--- Start ---
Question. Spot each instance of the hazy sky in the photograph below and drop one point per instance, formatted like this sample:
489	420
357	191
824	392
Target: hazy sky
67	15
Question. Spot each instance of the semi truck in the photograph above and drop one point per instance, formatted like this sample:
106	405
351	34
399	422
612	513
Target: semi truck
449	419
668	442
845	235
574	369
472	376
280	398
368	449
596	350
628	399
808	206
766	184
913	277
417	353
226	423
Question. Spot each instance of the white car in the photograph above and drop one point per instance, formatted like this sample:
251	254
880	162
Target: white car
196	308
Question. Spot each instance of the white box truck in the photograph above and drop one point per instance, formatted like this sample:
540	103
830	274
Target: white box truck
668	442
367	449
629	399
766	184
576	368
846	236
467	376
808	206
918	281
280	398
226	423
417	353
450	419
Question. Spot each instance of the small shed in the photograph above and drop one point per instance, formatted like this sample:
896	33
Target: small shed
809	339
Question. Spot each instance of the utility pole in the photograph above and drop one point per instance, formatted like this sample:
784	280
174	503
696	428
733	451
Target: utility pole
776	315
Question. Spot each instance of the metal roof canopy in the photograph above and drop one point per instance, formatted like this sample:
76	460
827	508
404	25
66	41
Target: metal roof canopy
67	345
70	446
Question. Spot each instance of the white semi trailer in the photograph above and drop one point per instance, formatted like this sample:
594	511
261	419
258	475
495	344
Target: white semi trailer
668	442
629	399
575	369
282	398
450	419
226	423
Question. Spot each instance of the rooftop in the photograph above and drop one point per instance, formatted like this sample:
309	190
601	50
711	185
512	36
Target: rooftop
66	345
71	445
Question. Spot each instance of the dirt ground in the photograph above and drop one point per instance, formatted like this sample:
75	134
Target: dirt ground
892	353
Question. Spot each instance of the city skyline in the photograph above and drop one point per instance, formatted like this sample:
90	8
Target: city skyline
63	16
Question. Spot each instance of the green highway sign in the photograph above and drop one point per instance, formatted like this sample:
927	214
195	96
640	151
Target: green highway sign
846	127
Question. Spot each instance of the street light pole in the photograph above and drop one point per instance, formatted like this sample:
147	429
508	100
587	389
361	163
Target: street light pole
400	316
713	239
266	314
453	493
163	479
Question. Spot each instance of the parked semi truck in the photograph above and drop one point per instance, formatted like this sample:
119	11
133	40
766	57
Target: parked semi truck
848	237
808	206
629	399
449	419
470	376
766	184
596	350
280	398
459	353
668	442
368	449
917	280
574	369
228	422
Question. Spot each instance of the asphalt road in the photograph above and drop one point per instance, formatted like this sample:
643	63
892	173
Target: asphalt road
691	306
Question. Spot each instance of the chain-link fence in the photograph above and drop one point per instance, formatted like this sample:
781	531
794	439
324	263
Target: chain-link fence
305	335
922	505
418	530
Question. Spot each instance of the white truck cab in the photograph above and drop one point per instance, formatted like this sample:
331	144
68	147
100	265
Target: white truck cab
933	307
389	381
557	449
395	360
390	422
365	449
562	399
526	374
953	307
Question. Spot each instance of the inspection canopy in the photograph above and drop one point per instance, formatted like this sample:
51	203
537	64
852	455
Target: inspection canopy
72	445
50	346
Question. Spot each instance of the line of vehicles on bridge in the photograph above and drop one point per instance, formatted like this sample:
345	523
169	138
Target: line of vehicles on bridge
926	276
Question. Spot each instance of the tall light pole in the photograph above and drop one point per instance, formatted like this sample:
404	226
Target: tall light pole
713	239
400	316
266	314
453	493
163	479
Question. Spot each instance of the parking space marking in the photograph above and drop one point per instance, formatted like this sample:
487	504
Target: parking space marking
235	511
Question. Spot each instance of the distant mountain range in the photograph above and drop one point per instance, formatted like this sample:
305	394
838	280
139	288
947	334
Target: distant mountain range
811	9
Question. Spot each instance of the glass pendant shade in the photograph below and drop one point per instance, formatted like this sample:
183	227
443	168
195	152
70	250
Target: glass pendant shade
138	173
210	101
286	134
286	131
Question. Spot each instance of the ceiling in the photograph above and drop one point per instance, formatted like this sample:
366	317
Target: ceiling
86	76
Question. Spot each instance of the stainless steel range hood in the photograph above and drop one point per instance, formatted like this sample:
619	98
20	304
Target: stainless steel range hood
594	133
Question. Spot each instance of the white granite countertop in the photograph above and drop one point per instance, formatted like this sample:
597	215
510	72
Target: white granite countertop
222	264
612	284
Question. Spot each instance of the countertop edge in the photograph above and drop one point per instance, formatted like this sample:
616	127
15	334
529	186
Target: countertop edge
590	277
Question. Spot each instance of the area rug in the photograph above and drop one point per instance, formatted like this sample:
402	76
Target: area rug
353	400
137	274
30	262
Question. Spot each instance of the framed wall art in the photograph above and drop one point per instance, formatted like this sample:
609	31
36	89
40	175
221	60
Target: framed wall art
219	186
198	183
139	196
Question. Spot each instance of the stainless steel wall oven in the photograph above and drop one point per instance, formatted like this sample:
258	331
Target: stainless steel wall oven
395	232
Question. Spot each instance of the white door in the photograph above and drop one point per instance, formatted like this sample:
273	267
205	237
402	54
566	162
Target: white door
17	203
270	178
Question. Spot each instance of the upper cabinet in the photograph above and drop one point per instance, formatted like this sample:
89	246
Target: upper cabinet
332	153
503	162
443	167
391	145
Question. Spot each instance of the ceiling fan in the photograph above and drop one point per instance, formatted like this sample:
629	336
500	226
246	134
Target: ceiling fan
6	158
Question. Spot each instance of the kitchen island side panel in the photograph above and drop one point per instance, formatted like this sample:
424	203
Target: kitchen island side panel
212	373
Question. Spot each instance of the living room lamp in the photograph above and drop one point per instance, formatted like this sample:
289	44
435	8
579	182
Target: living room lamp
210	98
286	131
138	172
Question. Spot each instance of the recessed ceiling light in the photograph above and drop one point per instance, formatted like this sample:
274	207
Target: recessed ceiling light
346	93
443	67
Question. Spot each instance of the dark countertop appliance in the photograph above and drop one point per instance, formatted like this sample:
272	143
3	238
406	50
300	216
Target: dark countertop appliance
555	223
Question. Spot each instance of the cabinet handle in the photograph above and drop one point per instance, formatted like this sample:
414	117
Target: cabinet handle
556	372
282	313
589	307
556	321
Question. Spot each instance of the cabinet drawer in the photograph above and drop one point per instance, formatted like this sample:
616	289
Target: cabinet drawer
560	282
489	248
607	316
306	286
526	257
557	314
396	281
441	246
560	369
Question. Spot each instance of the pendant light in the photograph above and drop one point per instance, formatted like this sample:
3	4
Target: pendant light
--- End ---
■ **Set problem**
Transcribe every entry exactly.

■ **Answer to this exercise**
Question. Spot each instance of the hazy sky in the photograph below and drop one point per instance, formatted like this sample:
489	420
357	191
824	392
Target: hazy sky
67	15
Question. Spot each instance of the semi truck in the photograph above and drop one point per instance, formatted like this sample:
106	405
351	34
399	422
612	513
Target: semi truck
449	419
668	442
845	235
574	369
472	376
280	398
368	449
596	350
628	399
808	206
766	184
913	277
417	353
226	423
Question. Spot each instance of the white car in the photograph above and drop one point per instance, formatted like this sample:
251	254
880	162
Target: white car
196	308
Question. Spot each instance of the white box truck in the photograph above and drop one point per instance, formatted like this sample:
540	103
830	274
Target: white box truck
668	442
367	449
629	399
766	184
576	368
846	236
467	376
808	206
918	281
280	398
226	423
417	353
450	419
Question. Spot each instance of the small shed in the photograph above and drop one point per instance, formatted like this sample:
896	33
Target: small shed
809	339
Question. Spot each instance of the utility pole in the photograph above and drop one point per instance, formatted like this sample:
784	280
174	503
696	428
733	451
Target: utility pole
776	315
Question. Spot each instance of the metal roof canopy in the photograph above and drop one point per instance, formatted like this sample:
76	460
827	508
404	25
66	41
Target: metal roof canopy
67	345
70	446
Question. Spot each instance of the white semi trailer in the photograph above and drop one point per instance, formatted like this sample:
594	511
261	419
258	475
495	344
Target: white semi trailer
668	442
629	399
575	369
282	398
450	419
226	423
Question. Spot each instance of the rooftop in the photograph above and drop one point per instance, formatted like this sample:
309	190
601	50
711	185
512	36
Target: rooftop
66	345
71	445
Question. Spot each instance of the dirt ground in the photograph above and drop one point per instance, formatted like this sample:
75	134
Target: dirt ground
892	353
Question. Spot each instance of the city skyline in the photograph above and drop one point per instance, formatted like this sample:
90	8
Target: city skyline
63	16
Question. Spot each instance of the green highway sign in the photograph above and drop one point per instance, formatted like this sample:
927	214
195	96
640	151
Target: green highway sign
846	127
Question. Spot each instance of the street light pole in the photograph above and drop one point per instance, formatted like this sample:
147	429
508	100
587	389
361	163
Target: street light pole
400	316
713	239
266	314
453	493
163	479
Question. Spot each instance of the parked semi truck in the photograph above and drop one point per instance, formatted like this sample:
119	11
133	40
766	57
Target: parked semi truck
848	237
808	206
629	399
449	419
470	376
766	184
596	350
280	398
459	353
668	442
368	449
917	280
574	369
228	422
Question. Spot each instance of the asphalt road in the photograph above and drop one point per instance, formatted like this sample:
643	63
892	173
Target: asphalt road
691	306
Question. Spot each instance of the chain-link fence in the photograph above and drop one point per instance, formatted like this sample:
781	531
794	439
324	263
Target: chain-link fence
305	335
922	505
418	530
Question. Spot each instance of the white truck cab in the photograph above and drop one point per instance, formatted like this sample:
331	144
68	147
100	265
Target: white truck cab
933	307
389	381
557	449
395	360
390	422
365	449
562	399
526	374
953	307
Question. Spot each instance of the inspection canopy in the photograph above and drop one point per instance, formatted like this sample:
51	203
537	64
852	455
Target: inspection canopy
72	445
50	346
Question. Spot each instance of the line of vehicles on bridge in the photograph above and drop one point per instance, formatted like this sample:
345	523
169	138
Target: line of vehicles on bridge
926	276
Question. Spot each instance of the tall light pole in the photograph above and drop one point per instance, formatted like this sample:
404	226
Target: tall light pole
713	239
400	316
266	314
453	493
163	479
Question. Spot each instance of the parking space marking in the photograph above and drop one point per instance, formatted like this sample:
487	504
Target: parking space marking
235	511
Question. Spot each instance of the distant mountain range in the photograph above and drop one point per instance, formatted like this sample:
305	394
838	280
139	288
947	334
Target: distant mountain range
811	9
Question. Spot each instance of the glass pendant shade in the photograph below and drop one point per instance, formatted like this sample:
183	227
443	168
195	152
70	250
Target: glass pendant shade
138	173
210	101
286	134
286	131
Question. Spot each instance of the ceiling in the photograph above and drop one point per instance, formatted like this sample:
366	317
Target: ceiling
86	76
Question. Spot each instance of the stainless steel range hood in the photograph above and drop one point per instance, formatted like this sample:
619	98
20	304
Target: stainless steel range hood
594	133
Question. Spot each instance of the white granite countertop in the photograph above and drop one point per instance, formatted like this sample:
597	215
510	72
Target: white granite countertop
222	264
612	284
Question. Spot each instance of the countertop edge in the photograph above and drop one point per instance, formatted like this sample:
616	127
15	334
529	186
Target: countertop edge
590	277
Question. Spot each instance of the area rug in the photograph above and drop one point per instance, formatted like this sample:
402	76
Target: area rug
353	400
137	274
30	262
Question. Spot each instance of the framed wall art in the photograph above and drop one point per instance, formatted like this sample:
609	31
36	89
40	175
221	60
Target: framed wall art
219	186
198	183
139	196
Question. Spot each instance of the stainless steel wall oven in the photograph above and drop one point per instance, formatted like this sample:
258	331
Target: stainless steel wall oven
395	232
Question. Spot each instance of the white door in the photograph above and drop one point per instance, formatted like this sample:
273	267
205	237
402	54
566	162
Target: white door
17	203
270	178
Question. Spot each instance of the upper cabinet in the photograph above and drop one point per instance, formatted like this sample:
89	246
Target: upper cabinet
332	153
503	162
443	167
391	145
Question. Spot each instance of the ceiling fan in the photograph above and drop one point per instance, formatted like this sample:
629	336
500	226
246	134
Target: ceiling fan
6	158
Question. Spot each instance of the kitchen island side panel in the photograph above and drop one point per instance, formatted like this sample:
424	203
Target: kitchen island side panel
212	373
Question. Spot each instance of the living room lamp in the photograph above and drop one point per instance, formatted like this sample:
289	44
435	8
579	182
Target: living room lamp
210	98
286	131
138	172
Question. Spot each instance of the recessed ceiling light in the photograph above and drop one point per instance, formatted like this sample:
274	207
Target: recessed ceiling light
346	93
443	67
Question. Spot each instance of the dark countertop appliance in the photograph above and drop one point per instance, formatted like this sample:
272	143
3	238
406	50
300	216
Target: dark countertop appliance
555	223
Question. Spot each instance of the cabinet handle in the photograph above and drop one point per instance, formatted like this sample:
414	117
Target: cabinet handle
556	372
282	313
589	307
556	321
Question. Spot each instance of the cabinet drawer in the photograph above and drop one point per instance, formatted like this sample:
616	289
Target: cabinet drawer
560	282
489	248
607	316
306	286
526	257
557	314
396	281
441	246
560	369
Question. Spot each instance of the pendant light in the photograph above and drop one point per instance, formatted like this sample:
3	4
Target: pendant light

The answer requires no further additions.